• [What you are asked to do] Transcribe, word for word, the line containing "Expected: for every instance of the clear" and each line following it through the end of the listing below. Omit all other lines.

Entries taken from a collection
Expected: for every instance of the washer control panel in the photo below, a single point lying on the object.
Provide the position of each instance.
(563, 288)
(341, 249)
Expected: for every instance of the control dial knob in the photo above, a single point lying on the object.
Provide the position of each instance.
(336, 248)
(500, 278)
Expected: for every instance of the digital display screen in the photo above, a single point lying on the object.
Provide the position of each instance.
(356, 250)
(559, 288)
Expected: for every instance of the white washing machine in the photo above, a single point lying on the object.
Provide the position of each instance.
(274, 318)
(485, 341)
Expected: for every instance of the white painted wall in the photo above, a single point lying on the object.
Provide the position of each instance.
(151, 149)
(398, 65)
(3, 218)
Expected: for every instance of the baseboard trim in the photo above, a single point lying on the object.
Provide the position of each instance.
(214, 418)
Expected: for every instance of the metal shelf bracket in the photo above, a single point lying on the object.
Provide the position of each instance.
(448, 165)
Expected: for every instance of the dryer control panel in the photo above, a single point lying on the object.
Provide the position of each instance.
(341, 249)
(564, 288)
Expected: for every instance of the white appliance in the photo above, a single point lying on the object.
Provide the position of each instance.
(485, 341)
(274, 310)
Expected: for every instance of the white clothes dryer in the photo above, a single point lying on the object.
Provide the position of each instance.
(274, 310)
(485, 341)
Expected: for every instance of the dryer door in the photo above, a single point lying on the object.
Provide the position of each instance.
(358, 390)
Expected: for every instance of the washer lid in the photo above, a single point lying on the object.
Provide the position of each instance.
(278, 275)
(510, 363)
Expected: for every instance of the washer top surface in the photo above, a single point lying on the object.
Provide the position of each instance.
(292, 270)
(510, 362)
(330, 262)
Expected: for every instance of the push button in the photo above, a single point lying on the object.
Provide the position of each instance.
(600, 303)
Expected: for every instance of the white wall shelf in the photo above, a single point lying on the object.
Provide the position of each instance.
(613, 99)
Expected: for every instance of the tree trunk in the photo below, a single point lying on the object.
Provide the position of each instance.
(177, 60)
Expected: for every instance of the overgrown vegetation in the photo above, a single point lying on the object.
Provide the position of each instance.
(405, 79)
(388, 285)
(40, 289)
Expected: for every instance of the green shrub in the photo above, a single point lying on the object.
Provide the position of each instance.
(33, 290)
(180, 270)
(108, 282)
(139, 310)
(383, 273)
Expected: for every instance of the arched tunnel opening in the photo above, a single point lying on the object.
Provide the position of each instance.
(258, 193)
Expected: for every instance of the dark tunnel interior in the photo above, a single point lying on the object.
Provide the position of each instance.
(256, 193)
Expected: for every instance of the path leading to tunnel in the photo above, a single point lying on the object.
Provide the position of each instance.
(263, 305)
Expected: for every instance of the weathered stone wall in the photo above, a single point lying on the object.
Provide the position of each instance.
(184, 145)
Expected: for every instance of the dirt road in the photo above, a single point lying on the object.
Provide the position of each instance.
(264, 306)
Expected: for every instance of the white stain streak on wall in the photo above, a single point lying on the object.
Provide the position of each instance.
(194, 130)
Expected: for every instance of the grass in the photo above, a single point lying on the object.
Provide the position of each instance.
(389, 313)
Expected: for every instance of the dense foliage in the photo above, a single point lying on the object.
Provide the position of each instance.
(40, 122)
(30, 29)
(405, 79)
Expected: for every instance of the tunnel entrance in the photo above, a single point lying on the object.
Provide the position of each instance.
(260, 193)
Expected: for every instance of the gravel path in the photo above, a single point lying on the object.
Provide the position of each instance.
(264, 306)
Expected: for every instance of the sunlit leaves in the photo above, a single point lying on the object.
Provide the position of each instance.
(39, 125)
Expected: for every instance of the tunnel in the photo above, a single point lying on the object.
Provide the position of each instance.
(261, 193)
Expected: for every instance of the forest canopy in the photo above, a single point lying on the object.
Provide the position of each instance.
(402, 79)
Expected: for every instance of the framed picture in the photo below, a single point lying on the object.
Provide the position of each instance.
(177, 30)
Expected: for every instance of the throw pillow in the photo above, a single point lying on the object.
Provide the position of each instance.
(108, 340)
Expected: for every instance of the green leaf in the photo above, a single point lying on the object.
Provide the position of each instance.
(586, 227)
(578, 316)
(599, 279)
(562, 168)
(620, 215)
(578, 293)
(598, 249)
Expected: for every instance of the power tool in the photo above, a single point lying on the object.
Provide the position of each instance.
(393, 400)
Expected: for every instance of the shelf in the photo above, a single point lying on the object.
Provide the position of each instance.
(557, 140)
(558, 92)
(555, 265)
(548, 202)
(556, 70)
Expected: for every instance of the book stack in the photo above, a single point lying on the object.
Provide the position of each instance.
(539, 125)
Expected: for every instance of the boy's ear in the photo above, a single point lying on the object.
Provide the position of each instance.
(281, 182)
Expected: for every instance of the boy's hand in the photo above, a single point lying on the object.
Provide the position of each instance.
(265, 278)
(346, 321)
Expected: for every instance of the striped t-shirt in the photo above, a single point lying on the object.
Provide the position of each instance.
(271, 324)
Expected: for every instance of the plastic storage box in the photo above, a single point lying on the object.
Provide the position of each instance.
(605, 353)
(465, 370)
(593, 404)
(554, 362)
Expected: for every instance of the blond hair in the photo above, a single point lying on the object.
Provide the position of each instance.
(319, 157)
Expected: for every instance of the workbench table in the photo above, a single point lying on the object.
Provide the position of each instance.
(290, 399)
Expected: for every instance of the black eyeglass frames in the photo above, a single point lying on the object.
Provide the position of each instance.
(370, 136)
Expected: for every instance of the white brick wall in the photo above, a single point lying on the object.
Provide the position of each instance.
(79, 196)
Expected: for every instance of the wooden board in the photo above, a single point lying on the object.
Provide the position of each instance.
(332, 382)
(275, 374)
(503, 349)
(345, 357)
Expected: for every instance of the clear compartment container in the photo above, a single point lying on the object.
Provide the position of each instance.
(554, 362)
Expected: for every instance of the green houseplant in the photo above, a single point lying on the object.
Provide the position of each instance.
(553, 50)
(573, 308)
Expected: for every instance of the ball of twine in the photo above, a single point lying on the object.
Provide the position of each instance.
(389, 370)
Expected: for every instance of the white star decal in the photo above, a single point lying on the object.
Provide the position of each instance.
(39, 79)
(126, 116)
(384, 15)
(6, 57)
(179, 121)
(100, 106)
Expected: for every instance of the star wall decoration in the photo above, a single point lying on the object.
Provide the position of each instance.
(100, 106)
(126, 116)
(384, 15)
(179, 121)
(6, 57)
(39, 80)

• [Solution for this exercise]
Expected: for every instance of the clear compartment container in the photo above, a single point lying on the object.
Provide the position of each instance.
(554, 362)
Expected: for every instance of the green houseplant in the photo above, a single point lying on the object.
Provide the position of each instance.
(553, 50)
(573, 308)
Expected: for every instance of the ball of twine in the photo above, a single point lying on the object.
Provide the position of each instance.
(389, 370)
Expected: for every instance of the white star decal in the photo above, a single point lying on the object.
Provide the position of each instance.
(39, 79)
(126, 116)
(384, 15)
(6, 57)
(179, 121)
(100, 106)
Expected: for every instance of the star wall decoration in the photo above, a single point lying on the object.
Provide the position of each instance.
(100, 106)
(126, 116)
(384, 15)
(179, 121)
(6, 57)
(39, 80)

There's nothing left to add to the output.